Profiles

Inspiring Kids to to Pursue STEM Careers

Jim Cinelli is always looking ahead. The Reading Science Center, an interactive children’s museum he created in the heart of downtown Reading, Pennsylvania, is still in its early days. But Cinelli is anticipating seeing it filled with curious kids who can’t wait to get their hands on the exhibits and learn about science outside the classroom.

Angie Basiouny

Jim CInelli

Jim Cinelli ’95 (MBA)

Jim Cinelli is always looking ahead.

The Reading Science Center, an interactive children’s museum he created in the heart of downtown Reading, Pennsylvania, is still in its early days. But Cinelli is anticipating seeing it filled with curious kids who can’t wait to get their hands on the exhibits and learn about science outside the classroom.

It’s a vision that has sustained him through eight years of planning, paperwork and fundraising for the project, which was inspired by a 2012 visit with his young sons to the Lancaster Science Factory. Cinelli, an environmental engineer, wanted something like it for his hometown.

"There are some studies that show that to really get students interested and excited about science, math and engineering, they have to have experiences outside of the classroom,” Cinelli says. “That’s largely what science centers provide: They take the mystery out of science and math. When you can visualize something, it becomes less intimidating.”

After more than a year of going it alone, Cinelli found volunteers, established the Reading Science Center as a designated nonprofit and eventually signed a lease in August 2019 on the 7,000-square-foot space inside a building on Penn Street.

"What I’ve learned is you can’t do it by yourself,” Cinelli says. “It really takes a qualified team, and I was fortunate to pull together great people from different walks of life."

What I’ve learned is you can’t do it by yourself. It really takes a qualified team, and I was fortunate to pull together great people from different walks of life.”

Jim Cinelli ’95 (MBA)

One of those people is Cari Dwyer, project leader at the Science Museum of Minnesota in Saint Paul. Cinelli sought Dwyer’s advice on how to build a museum from scratch, and Dwyer’s organization donated six biology exhibits worth about $700,000 to the Reading Science Center. Cinelli and one of his sons drove a rental truck from Reading to Saint Paul and loaded up the exhibits, which were being stored in a warehouse, to take back home.

• **PROBLEM SET**
1. According to the profile of Jim Cinelli, how large is the space he leased on Penn Street for the Reading Science Center?
2. Rewrite the paragraph of the Jim Cinelli profile that begins "One of those people is Cari Dwyer" as a short bulleted list, keeping its main facts.
3. Continue the Jim Cinelli profile from its last sentence.

• **AVAILABLE DATA**
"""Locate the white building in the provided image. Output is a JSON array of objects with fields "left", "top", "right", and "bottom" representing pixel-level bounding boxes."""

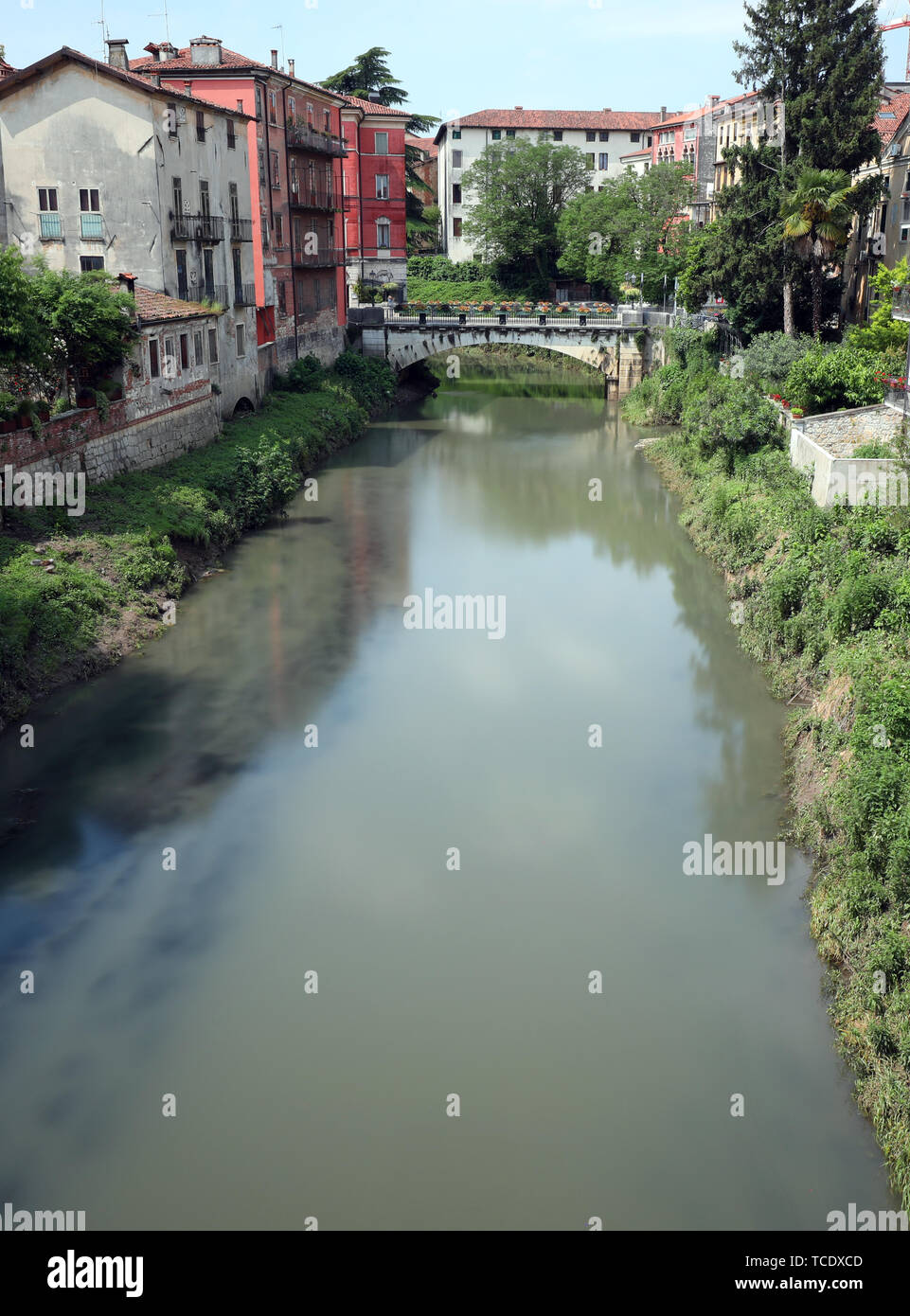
[
  {"left": 0, "top": 41, "right": 259, "bottom": 416},
  {"left": 436, "top": 105, "right": 667, "bottom": 260}
]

• **SOLVED PROBLEMS**
1. 7,000 square feet

2.
- Cari Dwyer, project leader at the Science Museum of Minnesota in Saint Paul, is one of the people Cinelli brought together.
- Cinelli asked Dwyer for advice on building a museum from scratch.
- Dwyer's organization donated six biology exhibits, worth about $700,000, to the Reading Science Center.
- Cinelli and one of his sons drove a rental truck from Reading to Saint Paul, loaded the exhibits from the warehouse where they were stored, and took them back home.

3.
“The team here was so happy and energized by Jim and his passion,” Dwyer says. “It made it so much better for us to part with those [exhibits] and know they were going to live on in Pennsylvania.”

Cinelli and his team have collected about 30 exhibits so far, ranging from biology to structural and mechanical engineering to light and sound. He’s raised about $160,000 in cash, much more in donations, and expects to have an initial annual operating budget of $200,000. The museum was set to open in late May, but the date was delayed because of the coronavirus pandemic.

Cinelli’s methodical approach to building the Reading Science Center is the same one he’s taken to meet many of the big goals in his life – by keeping an eye on the long game. When he was a civil engineering student at Lehigh University in the late 1980s, he knew he wanted to start his own business someday, so he took a few elective business courses.

After graduation, he began taking business classes at Saint Joseph’s University, completing his MBA in 1995. He and two partners started Liberty Environmental, an engineering services and consulting firm in Reading, in 2004. Cinelli also holds a master’s degree in environmental engineering from Penn State.

"Just because you are successful starting a business doesn’t mean you’re successful running a museum,” he said. “There were things I took as a businessperson and an engineer that I could apply to starting a science museum. Nonetheless, there’s a heck of a lot to learn.”

Cinelli hopes that inspiring local kids to pursue careers in science, technology, engineering and math – or STEM – will grow the talent pool for his firm and other companies in Reading.

“The city of Reading has a high poverty level and there are good-paying jobs in STEM careers. But a lot of underserved kids in the city don’t get exposed to people who work in those careers,” Cinelli says. “If they’re not having that out-of-the-classroom experience, that puts them at a further disadvantage. They’re not getting exposure to a career that they might find out that they love. That’s why, since day one, I was committed to not putting this in the suburbs but in the city, where it’s accessible.”